======== EXERCISE MATERIAL ========

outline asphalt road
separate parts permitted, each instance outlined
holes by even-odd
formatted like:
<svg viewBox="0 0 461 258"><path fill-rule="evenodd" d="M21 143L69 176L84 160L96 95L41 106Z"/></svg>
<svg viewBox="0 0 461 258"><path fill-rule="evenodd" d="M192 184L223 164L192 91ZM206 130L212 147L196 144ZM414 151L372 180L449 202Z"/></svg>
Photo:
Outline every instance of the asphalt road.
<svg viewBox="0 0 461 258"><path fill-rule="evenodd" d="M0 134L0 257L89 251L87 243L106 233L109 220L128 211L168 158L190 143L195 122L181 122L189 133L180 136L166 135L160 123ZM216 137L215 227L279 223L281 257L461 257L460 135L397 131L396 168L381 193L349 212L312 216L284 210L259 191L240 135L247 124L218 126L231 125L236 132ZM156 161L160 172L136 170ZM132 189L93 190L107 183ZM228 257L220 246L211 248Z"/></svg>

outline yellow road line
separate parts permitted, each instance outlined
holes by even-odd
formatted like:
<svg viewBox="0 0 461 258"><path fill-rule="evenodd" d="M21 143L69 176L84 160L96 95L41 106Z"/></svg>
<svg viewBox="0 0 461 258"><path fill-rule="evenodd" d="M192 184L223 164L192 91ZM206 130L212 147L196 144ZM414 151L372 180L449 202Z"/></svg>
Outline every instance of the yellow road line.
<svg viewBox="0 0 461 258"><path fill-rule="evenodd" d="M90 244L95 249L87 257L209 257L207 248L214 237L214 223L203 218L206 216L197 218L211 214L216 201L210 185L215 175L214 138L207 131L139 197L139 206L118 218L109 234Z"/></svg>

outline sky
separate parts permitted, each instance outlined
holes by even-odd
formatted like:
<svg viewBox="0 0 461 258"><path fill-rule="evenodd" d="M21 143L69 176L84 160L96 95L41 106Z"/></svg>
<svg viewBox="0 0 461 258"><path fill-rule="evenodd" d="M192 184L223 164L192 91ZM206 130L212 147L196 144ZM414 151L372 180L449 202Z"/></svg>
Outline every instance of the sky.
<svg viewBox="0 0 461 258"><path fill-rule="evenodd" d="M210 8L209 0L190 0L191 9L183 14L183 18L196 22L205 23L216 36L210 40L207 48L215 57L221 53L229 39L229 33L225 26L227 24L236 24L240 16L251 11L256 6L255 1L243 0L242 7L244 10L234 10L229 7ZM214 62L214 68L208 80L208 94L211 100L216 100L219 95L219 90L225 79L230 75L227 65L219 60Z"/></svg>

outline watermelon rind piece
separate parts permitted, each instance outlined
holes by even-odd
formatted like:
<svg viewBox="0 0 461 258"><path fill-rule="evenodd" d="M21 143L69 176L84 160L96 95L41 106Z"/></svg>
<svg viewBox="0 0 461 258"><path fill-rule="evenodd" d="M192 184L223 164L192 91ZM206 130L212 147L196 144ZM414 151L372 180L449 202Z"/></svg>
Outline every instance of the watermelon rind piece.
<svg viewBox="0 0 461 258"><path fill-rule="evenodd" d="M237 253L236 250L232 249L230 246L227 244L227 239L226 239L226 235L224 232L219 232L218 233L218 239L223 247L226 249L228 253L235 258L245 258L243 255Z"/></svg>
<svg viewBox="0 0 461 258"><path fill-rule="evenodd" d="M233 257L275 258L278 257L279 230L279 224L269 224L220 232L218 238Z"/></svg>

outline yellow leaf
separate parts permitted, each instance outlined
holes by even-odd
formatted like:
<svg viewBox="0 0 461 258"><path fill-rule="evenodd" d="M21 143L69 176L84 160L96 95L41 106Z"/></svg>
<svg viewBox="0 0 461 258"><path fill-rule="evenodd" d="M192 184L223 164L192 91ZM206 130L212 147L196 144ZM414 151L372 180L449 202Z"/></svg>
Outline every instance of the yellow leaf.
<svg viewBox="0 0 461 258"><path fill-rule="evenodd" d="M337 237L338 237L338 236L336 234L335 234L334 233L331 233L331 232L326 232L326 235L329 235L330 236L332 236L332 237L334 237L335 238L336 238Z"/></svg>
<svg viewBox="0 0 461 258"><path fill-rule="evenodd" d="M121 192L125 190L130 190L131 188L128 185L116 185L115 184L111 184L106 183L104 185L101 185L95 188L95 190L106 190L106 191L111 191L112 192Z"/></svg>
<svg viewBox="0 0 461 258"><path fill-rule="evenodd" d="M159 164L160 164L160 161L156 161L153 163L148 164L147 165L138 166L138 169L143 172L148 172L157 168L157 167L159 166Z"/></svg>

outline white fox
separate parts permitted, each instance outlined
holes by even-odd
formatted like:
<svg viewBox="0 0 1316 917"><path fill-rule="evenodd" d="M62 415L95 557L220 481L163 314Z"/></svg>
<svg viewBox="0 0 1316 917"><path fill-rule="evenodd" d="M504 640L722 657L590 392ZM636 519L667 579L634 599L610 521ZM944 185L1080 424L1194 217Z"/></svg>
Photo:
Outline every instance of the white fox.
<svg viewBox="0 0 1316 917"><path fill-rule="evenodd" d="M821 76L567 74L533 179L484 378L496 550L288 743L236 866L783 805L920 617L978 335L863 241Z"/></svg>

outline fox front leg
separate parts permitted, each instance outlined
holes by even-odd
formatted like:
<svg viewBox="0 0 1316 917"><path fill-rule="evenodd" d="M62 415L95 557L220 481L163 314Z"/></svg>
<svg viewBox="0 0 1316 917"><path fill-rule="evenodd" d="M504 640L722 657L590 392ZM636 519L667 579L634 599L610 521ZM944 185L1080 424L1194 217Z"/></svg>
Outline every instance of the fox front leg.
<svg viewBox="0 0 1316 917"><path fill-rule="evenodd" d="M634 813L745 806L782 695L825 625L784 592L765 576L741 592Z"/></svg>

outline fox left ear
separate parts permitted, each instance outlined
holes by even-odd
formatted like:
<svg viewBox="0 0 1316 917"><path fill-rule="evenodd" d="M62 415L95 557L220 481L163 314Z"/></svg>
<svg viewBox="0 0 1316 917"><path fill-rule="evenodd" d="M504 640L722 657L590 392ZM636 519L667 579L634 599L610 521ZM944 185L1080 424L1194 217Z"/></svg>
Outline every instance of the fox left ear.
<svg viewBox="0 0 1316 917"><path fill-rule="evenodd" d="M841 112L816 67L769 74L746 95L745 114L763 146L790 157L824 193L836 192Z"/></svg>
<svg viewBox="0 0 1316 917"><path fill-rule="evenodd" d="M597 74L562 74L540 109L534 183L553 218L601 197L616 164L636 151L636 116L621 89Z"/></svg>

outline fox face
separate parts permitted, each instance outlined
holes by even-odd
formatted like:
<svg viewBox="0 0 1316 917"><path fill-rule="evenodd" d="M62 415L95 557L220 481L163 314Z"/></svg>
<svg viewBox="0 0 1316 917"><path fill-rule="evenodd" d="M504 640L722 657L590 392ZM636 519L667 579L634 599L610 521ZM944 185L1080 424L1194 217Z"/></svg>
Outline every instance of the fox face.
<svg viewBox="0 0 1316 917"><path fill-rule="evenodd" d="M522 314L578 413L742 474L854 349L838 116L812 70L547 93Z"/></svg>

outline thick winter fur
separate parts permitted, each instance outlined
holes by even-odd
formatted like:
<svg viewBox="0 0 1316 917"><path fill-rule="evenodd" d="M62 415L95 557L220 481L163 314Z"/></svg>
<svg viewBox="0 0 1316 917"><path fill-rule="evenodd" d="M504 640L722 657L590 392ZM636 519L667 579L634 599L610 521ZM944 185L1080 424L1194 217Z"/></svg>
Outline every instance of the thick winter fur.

========

Turn every line of the data above into a numbered list, one item per line, and leave out the blank lines.

1. outline asphalt road
2. separate parts permitted, each instance outlined
3. holes by even-odd
4. formatted like:
5. <svg viewBox="0 0 461 258"><path fill-rule="evenodd" d="M21 143L69 176L84 160L96 95L41 106Z"/></svg>
6. <svg viewBox="0 0 461 258"><path fill-rule="evenodd" d="M192 184L223 164L192 91ZM206 130L212 147L196 144ZM414 151L372 180L449 202Z"/></svg>
7. Photo:
8. Outline every instance of the asphalt road.
9. <svg viewBox="0 0 461 258"><path fill-rule="evenodd" d="M0 134L0 257L89 251L87 243L106 233L109 220L128 211L168 158L190 143L195 122L181 122L189 133L180 136L166 135L160 123ZM216 137L215 227L279 223L281 257L461 257L460 135L397 131L396 168L381 193L349 212L312 216L284 210L259 191L240 135L247 124L218 126L231 125L236 132ZM156 161L160 172L136 170ZM132 189L93 190L107 183ZM228 257L220 246L211 248Z"/></svg>
10. outline yellow road line
11. separate parts permitted, each instance outlined
12. holes by even-odd
13. formatted like:
14. <svg viewBox="0 0 461 258"><path fill-rule="evenodd" d="M21 143L69 176L84 160L96 95L41 106Z"/></svg>
15. <svg viewBox="0 0 461 258"><path fill-rule="evenodd" d="M192 184L223 164L192 91ZM206 130L212 147L196 144ZM414 151L372 180L449 202Z"/></svg>
16. Outline every instance of the yellow road line.
17. <svg viewBox="0 0 461 258"><path fill-rule="evenodd" d="M90 244L95 249L87 257L209 257L207 248L214 237L214 223L203 218L206 216L197 218L211 214L216 201L210 185L215 175L214 138L207 131L139 197L139 206L118 218L109 234Z"/></svg>
18. outline sky
19. separate parts permitted, each instance outlined
20. holes by even-odd
21. formatted like:
22. <svg viewBox="0 0 461 258"><path fill-rule="evenodd" d="M21 143L69 176L84 160L96 95L41 106Z"/></svg>
23. <svg viewBox="0 0 461 258"><path fill-rule="evenodd" d="M192 184L223 164L192 91ZM206 130L212 147L196 144ZM414 151L372 180L449 202Z"/></svg>
24. Outline every instance of the sky.
25. <svg viewBox="0 0 461 258"><path fill-rule="evenodd" d="M210 8L209 0L190 0L191 9L183 14L183 18L196 22L205 23L216 36L210 40L207 48L215 57L221 53L229 39L229 33L225 26L227 24L236 24L240 16L251 11L256 6L255 1L243 0L242 7L244 10L234 10L229 7ZM214 62L214 68L208 80L208 94L211 100L216 100L219 95L219 90L225 79L230 75L227 65L219 60Z"/></svg>
26. outline watermelon rind piece
27. separate parts permitted, each instance outlined
28. holes by even-odd
29. formatted like:
30. <svg viewBox="0 0 461 258"><path fill-rule="evenodd" d="M21 143L69 176L84 160L96 95L41 106Z"/></svg>
31. <svg viewBox="0 0 461 258"><path fill-rule="evenodd" d="M192 184L223 164L192 91ZM206 130L212 147L196 144ZM414 151L372 180L449 202Z"/></svg>
32. Outline every instance of the watermelon rind piece.
33. <svg viewBox="0 0 461 258"><path fill-rule="evenodd" d="M237 253L236 250L232 249L230 246L227 244L227 239L226 239L226 235L224 232L219 232L218 233L218 239L223 247L226 249L228 253L235 258L245 258L243 255Z"/></svg>
34. <svg viewBox="0 0 461 258"><path fill-rule="evenodd" d="M233 257L275 258L278 257L279 230L279 224L269 224L220 232L218 238Z"/></svg>
35. outline yellow leaf
36. separate parts permitted, each instance outlined
37. holes by even-odd
38. formatted like:
39. <svg viewBox="0 0 461 258"><path fill-rule="evenodd" d="M21 143L69 176L84 160L96 95L41 106Z"/></svg>
40. <svg viewBox="0 0 461 258"><path fill-rule="evenodd" d="M192 184L223 164L192 91ZM206 130L212 147L196 144ZM414 151L372 180L449 202Z"/></svg>
41. Outline every instance of the yellow leaf.
42. <svg viewBox="0 0 461 258"><path fill-rule="evenodd" d="M337 237L338 237L338 236L336 234L335 234L334 233L331 233L331 232L326 232L326 235L329 235L330 236L332 236L332 237L334 237L335 238L336 238Z"/></svg>
43. <svg viewBox="0 0 461 258"><path fill-rule="evenodd" d="M121 192L125 190L130 190L131 188L128 185L116 185L115 184L111 184L106 183L104 185L101 185L95 188L95 190L106 190L106 191L111 191L112 192Z"/></svg>
44. <svg viewBox="0 0 461 258"><path fill-rule="evenodd" d="M159 164L160 164L160 161L156 161L153 163L148 164L147 165L138 166L138 169L143 172L148 172L157 168L157 167L159 166Z"/></svg>
45. outline white fox
46. separate parts permitted, each instance outlined
47. holes by even-odd
48. formatted like:
49. <svg viewBox="0 0 1316 917"><path fill-rule="evenodd" d="M62 415L95 557L220 481L163 314Z"/></svg>
50. <svg viewBox="0 0 1316 917"><path fill-rule="evenodd" d="M504 640L722 657L590 392ZM636 519L667 579L634 599L610 521ZM944 185L1080 424L1194 217Z"/></svg>
51. Photo:
52. Outline every instance of the white fox.
53. <svg viewBox="0 0 1316 917"><path fill-rule="evenodd" d="M821 76L567 74L533 179L484 378L496 550L288 743L236 866L783 805L920 617L978 335L863 241Z"/></svg>
54. outline fox front leg
55. separate parts permitted, each instance outlined
56. holes by even-odd
57. formatted like:
58. <svg viewBox="0 0 1316 917"><path fill-rule="evenodd" d="M62 415L95 557L220 481L163 314Z"/></svg>
59. <svg viewBox="0 0 1316 917"><path fill-rule="evenodd" d="M504 640L722 657L590 392ZM636 519L667 579L634 599L610 521ZM944 185L1080 424L1194 217Z"/></svg>
60. Outline every instance of the fox front leg.
61. <svg viewBox="0 0 1316 917"><path fill-rule="evenodd" d="M634 813L745 806L782 695L825 625L784 592L765 576L741 592Z"/></svg>
62. outline fox left ear
63. separate parts permitted, each instance outlined
64. holes by even-odd
65. formatted like:
66. <svg viewBox="0 0 1316 917"><path fill-rule="evenodd" d="M62 415L95 557L220 481L163 314Z"/></svg>
67. <svg viewBox="0 0 1316 917"><path fill-rule="evenodd" d="M504 640L722 657L590 392ZM636 519L667 579L634 599L610 521ZM944 185L1080 424L1194 217Z"/></svg>
68. Outline every instance of the fox left ear.
69. <svg viewBox="0 0 1316 917"><path fill-rule="evenodd" d="M841 112L816 67L769 74L746 95L745 114L763 146L790 157L824 193L836 192Z"/></svg>
70. <svg viewBox="0 0 1316 917"><path fill-rule="evenodd" d="M597 74L562 74L540 109L534 183L553 218L601 197L616 164L636 151L636 116L621 89Z"/></svg>
71. outline fox face
72. separate parts permitted, each instance outlined
73. holes by even-odd
74. formatted like:
75. <svg viewBox="0 0 1316 917"><path fill-rule="evenodd" d="M62 415L95 557L220 481L163 314Z"/></svg>
76. <svg viewBox="0 0 1316 917"><path fill-rule="evenodd" d="M504 640L722 657L590 392ZM636 519L667 579L634 599L610 521ZM944 185L1080 424L1194 217Z"/></svg>
77. Outline every instance of the fox face.
78. <svg viewBox="0 0 1316 917"><path fill-rule="evenodd" d="M522 314L578 413L742 474L854 349L838 116L812 70L547 93Z"/></svg>
79. outline thick winter fur
80. separate parts permitted, each instance outlined
81. holes by even-odd
82. formatted like:
83. <svg viewBox="0 0 1316 917"><path fill-rule="evenodd" d="M62 415L95 557L220 481L163 314Z"/></svg>
84. <svg viewBox="0 0 1316 917"><path fill-rule="evenodd" d="M504 640L722 657L590 392ZM636 519L667 579L634 599L610 521ZM944 185L1080 424L1194 217Z"/></svg>
85. Outline every instance of the thick winter fur.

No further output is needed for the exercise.